Text for analysis:
..........

Policy Gradient

Created by Jonas Busk ([jbusk@dtu.dk](mailto:jbusk@dtu.dk)).

In this part, we will create an agent that can learn to solve tasks from OpenAI Gym by applying the Policy Gradient method. We will implement the agent with a probabilistic policy, that given a state of the environment, $s$, outputs a probability distribution over available actions, $a$:

$$ p_\theta(a|s) $$

Since this is a deep learning course, we will model the policy as a neural network with parameters $\theta$ and train it with gradient descent (now the name 'Policy Gradient' should start to make sense). When the set of available actions is discrete, we can use a network with softmax output.

The core idea of training the policy network is simple: we want to maximize the expected total reward by increasing the probability of good actions and decreasing the probability of bad actions.

The expectation over the (discounted) total reward, $R$, is:

$$ \mathbb{E}[R|\theta] = \int p_\theta({\bf a}|{\bf s}) R({\bf a}) d{\bf a} \ , $$

where ${\bf a} = a_1,\ldots,a_T$, ${\bf s}=s_1,\ldots,s_T$.

Then we can use the gradient to maximize the total reward:

$$ \begin{align} \nabla_\theta \mathbb{E}[R|\theta] &= \nabla_\theta \int p_\theta({\bf a}|{\bf s}) R({\bf a}) \, d{\bf a} \\ &= \int \nabla_\theta p_\theta({\bf a}|{\bf s}) R({\bf a}) \, d{\bf a} \\ &= \int p_\theta({\bf a}|{\bf s}) \nabla_\theta \log p_\theta({\bf a}|{\bf s}) R({\bf a}) \, d{\bf a} \\ &= \mathbb{E}[R({\bf a}) \nabla_\theta \log p_\theta({\bf a}|{\bf s})] \end{align} $$

using the identity

$$ \nabla_\theta p_\theta({\bf a}|{\bf s}) = p_\theta({\bf a}|{\bf s}) \nabla_\theta \log p_\theta({\bf a}|{\bf s}) $$

to express the gradient as an average over $p_\theta({\bf a},{\bf s})$.

..........

Provided information:
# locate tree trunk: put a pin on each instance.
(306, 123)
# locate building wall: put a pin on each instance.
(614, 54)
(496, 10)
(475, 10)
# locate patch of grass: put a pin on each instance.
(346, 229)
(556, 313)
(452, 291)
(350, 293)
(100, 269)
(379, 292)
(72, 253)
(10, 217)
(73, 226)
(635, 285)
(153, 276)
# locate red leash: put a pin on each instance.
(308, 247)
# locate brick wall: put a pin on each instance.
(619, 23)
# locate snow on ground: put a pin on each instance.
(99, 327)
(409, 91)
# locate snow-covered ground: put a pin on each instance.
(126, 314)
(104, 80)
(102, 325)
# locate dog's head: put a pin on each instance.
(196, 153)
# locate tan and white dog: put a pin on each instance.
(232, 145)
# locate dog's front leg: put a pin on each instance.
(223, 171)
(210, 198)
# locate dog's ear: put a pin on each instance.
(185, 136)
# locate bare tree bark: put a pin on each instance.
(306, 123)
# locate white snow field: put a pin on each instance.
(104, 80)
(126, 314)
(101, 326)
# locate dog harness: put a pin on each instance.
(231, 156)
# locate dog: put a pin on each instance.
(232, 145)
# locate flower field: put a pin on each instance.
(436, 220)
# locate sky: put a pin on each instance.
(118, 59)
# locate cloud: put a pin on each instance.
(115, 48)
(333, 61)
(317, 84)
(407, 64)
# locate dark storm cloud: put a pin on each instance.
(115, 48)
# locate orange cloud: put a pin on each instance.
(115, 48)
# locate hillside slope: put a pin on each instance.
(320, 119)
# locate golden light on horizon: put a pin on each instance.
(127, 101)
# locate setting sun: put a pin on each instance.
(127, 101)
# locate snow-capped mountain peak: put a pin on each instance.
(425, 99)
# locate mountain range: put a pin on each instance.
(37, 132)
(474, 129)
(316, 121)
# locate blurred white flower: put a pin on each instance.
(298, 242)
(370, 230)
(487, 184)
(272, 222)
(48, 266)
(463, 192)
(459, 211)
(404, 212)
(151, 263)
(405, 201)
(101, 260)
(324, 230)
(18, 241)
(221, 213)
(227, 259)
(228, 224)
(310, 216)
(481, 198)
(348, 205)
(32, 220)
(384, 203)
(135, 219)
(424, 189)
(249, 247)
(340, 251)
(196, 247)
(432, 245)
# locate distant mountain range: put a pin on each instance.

..........

Activity A: Translate this sentence from the policy gradient tutorial into Spanish: "The core idea of training the policy network is simple: we want to maximize the expected total reward by increasing the probability of good actions and decreasing the probability of bad actions."
Activity B: Continue the policy gradient tutorial from its last sentence.

Exercise result A: La idea central del entrenamiento de la red de políticas es sencilla: queremos maximizar la recompensa total esperada aumentando la probabilidad de las acciones buenas y disminuyendo la probabilidad de las acciones malas.

Exercise result B:
We cannot evaluate the average over roll-outs analytically, but we have an environment simulator that when supplied with our current policy $p_\theta(a|s)$ can return the sequence of action, states and rewards. This allows us to replace the integral by a Monte Carlo average over $V$ roll-outs:

$$ \nabla_\theta \mathbb{E}[R|\theta] \approx \frac{1}{V} \sum_{v=1}^V \nabla_\theta \log p_\theta({\bf a}^{(v)}|{\bf s}^{(v)}) R({\bf a}^{(v)}) \ . $$

In practice, to reduce the variance of the gradient, instead of $R$, we use the adjusted discounted future reward, also known as the advantage, $A$:

$$ A_t = R_t - b_t \ , $$

where the baseline, $b_t$, is the (discounted) total future reward at timestep $t$ averaged over the $V$ roll-outs:

$$ b_t = \frac{1}{V} \sum_{v=1}^V R_t^{(v)} \ . $$

This way we are always encouraging and discouraging roughly half of the performed actions, which gives us the final gradient estimator:

$$ \nabla_\theta \mathbb{E}[R|\theta] \approx \frac{1}{V} \sum_{v=1}^V \nabla_\theta \log p_\theta({\bf a}^{(v)}|{\bf s}^{(v)}) A({\bf a}^{(v)}) $$

And that's it! Please refer to this blog post by Karpathy for more discussion on the Policy Gradient method.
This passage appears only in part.